[PROVIDED RECORDS]
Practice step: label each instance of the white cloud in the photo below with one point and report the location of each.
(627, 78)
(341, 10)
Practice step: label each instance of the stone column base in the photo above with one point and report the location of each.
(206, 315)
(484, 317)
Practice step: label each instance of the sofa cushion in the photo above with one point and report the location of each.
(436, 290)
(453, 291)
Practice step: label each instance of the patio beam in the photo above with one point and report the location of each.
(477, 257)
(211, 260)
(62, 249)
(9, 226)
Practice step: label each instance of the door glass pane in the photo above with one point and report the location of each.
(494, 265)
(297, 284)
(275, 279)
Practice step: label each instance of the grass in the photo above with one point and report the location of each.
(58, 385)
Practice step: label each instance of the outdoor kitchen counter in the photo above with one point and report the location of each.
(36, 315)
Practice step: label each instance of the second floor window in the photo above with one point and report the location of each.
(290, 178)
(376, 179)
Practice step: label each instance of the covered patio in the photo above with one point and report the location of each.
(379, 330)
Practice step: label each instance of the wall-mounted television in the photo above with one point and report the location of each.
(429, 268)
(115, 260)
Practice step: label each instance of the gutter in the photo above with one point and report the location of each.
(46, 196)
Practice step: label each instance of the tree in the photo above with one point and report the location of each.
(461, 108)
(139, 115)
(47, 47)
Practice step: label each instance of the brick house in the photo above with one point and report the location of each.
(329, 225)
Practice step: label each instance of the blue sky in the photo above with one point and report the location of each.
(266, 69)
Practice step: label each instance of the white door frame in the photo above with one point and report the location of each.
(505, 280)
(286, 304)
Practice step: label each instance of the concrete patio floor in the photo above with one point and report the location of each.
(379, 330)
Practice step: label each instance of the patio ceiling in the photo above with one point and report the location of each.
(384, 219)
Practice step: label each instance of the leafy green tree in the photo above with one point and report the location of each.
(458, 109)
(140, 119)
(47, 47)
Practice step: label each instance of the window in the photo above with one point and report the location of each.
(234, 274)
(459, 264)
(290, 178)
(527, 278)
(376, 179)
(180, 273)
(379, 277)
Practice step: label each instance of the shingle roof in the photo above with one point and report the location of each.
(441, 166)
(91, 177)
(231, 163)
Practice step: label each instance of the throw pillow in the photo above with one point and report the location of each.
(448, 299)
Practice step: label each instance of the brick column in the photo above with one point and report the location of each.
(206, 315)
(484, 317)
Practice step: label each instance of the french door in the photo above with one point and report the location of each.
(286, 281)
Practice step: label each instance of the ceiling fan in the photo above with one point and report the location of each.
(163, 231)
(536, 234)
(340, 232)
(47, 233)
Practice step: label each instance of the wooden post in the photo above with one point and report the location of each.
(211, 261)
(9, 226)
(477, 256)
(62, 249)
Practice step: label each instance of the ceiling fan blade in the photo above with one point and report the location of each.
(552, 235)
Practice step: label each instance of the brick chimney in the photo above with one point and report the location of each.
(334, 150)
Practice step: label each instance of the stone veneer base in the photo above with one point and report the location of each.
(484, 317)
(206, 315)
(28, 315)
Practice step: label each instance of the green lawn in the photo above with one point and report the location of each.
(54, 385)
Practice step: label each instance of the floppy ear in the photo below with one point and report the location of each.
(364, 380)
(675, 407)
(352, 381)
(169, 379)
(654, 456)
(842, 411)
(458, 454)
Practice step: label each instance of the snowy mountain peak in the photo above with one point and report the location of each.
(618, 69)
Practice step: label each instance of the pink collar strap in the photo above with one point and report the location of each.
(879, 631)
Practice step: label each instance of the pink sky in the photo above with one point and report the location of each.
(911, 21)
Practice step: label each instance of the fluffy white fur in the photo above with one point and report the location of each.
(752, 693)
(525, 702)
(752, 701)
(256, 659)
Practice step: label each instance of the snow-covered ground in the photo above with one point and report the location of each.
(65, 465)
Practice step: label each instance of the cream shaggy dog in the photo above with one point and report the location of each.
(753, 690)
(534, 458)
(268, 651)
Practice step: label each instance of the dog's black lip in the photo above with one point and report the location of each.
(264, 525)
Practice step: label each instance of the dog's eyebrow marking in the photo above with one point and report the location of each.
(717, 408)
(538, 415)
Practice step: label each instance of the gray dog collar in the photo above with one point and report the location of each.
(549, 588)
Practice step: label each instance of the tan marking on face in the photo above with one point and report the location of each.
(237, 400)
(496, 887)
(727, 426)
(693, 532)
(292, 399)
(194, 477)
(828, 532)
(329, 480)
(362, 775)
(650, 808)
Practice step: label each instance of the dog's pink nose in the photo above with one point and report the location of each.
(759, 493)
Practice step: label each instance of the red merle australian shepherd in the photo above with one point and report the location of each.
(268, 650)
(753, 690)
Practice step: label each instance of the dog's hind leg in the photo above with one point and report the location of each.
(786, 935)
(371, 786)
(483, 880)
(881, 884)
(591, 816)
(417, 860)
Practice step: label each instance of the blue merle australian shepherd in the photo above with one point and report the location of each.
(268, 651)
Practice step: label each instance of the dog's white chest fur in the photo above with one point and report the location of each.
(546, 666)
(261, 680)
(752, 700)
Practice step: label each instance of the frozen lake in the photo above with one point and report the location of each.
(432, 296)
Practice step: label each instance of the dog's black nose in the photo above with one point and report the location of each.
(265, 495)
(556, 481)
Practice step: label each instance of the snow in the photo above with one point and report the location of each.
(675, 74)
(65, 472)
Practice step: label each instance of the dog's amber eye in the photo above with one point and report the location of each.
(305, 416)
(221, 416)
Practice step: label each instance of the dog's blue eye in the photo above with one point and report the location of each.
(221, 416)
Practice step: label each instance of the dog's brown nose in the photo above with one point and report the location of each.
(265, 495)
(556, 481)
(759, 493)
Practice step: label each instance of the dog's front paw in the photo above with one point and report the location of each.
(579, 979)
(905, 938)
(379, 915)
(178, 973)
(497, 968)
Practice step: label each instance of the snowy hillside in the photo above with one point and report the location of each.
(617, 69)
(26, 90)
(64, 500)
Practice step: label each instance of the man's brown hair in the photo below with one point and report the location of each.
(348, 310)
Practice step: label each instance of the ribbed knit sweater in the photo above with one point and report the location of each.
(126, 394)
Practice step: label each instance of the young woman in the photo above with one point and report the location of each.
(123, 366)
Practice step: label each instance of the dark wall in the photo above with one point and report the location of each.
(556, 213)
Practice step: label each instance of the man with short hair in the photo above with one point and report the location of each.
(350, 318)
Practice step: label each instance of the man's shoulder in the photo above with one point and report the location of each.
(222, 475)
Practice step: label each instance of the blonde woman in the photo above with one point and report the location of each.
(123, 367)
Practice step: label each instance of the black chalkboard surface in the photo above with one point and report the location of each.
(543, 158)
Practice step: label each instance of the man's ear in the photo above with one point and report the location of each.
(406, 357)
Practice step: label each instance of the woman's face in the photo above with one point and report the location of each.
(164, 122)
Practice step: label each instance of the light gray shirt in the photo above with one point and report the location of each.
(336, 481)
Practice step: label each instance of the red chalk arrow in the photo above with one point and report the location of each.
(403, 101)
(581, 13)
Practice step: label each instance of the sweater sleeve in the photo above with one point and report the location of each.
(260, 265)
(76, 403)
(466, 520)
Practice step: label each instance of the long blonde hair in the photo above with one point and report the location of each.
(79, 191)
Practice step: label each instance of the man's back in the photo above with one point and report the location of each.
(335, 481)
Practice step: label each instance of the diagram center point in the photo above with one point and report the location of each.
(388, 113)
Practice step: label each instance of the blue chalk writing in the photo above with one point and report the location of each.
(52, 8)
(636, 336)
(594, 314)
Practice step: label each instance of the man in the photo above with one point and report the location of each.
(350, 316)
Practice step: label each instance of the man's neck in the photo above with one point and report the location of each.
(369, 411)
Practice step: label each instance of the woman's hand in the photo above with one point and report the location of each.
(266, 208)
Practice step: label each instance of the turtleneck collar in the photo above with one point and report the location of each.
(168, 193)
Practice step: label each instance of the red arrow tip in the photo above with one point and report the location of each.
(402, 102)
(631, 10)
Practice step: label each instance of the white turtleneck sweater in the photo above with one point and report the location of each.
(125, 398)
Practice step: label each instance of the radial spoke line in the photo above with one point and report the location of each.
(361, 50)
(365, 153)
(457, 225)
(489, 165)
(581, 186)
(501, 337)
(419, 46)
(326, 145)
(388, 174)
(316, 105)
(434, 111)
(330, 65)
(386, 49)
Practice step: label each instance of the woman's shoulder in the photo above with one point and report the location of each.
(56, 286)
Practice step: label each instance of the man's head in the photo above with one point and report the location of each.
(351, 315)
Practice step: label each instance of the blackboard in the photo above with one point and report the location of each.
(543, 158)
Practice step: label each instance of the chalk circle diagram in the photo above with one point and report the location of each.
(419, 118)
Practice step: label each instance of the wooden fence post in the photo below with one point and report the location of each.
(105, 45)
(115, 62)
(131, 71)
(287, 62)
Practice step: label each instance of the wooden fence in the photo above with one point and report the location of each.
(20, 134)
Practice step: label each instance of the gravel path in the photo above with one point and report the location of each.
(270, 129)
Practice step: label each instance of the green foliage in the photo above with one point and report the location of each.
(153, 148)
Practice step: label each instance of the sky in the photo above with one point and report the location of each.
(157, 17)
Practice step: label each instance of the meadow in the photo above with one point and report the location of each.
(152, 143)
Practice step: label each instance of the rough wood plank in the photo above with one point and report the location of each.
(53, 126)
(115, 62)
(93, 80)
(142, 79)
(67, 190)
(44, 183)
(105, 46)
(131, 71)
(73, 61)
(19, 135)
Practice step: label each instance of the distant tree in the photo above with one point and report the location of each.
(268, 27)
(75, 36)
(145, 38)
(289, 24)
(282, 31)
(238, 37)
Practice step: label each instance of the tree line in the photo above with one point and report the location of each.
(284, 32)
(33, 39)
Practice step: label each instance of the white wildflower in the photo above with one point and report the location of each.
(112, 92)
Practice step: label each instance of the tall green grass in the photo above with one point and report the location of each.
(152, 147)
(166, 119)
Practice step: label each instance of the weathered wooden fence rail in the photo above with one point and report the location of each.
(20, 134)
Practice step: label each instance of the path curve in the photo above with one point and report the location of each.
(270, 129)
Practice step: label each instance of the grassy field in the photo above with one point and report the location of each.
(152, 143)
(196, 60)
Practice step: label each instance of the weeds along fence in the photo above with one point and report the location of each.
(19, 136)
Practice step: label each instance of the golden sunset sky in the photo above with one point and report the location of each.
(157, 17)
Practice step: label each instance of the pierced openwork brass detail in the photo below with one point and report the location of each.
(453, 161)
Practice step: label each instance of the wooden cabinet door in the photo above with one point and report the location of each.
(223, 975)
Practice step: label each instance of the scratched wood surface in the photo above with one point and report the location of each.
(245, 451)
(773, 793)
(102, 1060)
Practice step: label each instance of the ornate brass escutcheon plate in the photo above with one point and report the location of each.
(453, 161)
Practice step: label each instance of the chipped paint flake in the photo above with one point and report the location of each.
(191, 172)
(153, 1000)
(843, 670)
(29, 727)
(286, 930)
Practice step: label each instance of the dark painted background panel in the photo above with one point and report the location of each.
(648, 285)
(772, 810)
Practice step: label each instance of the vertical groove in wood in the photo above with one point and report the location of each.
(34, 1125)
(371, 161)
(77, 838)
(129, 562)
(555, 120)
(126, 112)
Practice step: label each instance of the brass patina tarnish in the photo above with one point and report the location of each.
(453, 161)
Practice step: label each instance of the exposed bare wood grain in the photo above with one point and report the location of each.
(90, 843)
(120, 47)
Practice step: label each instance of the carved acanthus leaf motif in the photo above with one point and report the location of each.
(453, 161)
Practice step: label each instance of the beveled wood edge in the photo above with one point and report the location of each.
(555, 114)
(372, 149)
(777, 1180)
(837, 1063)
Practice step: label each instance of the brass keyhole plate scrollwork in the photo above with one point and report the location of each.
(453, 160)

[WRITTEN TASK] Output only the lines running from the line with "Practice step: label each instance of the dark painted" through the final line of the data, inclusive.

[ANSWER TO THIS PROBLEM]
Practice step: label each instance of the dark painted background panel in the photo above with one point and report the location of each.
(648, 285)
(772, 810)
Practice step: label each instance of the vertical groove in wood in the photo above with one point and report the location of each.
(34, 1125)
(371, 161)
(77, 838)
(129, 562)
(555, 120)
(126, 112)
Practice step: label each instance of the brass patina tarnish in the photo above with one point and report the location of each.
(453, 161)
Practice step: label each instance of the exposed bare wood grain in the photo above with one point and report the location of each.
(90, 843)
(120, 47)
Practice step: label each instance of the carved acanthus leaf motif in the photo above with one point and report the location of each.
(453, 161)
Practice step: label each instance of the beveled wood edge in the photo above with one point and report the location of each.
(555, 114)
(372, 149)
(777, 1180)
(837, 1063)
Practice step: label each instance of the brass keyhole plate scrollwork in the photo above with one point and report the location of each.
(453, 160)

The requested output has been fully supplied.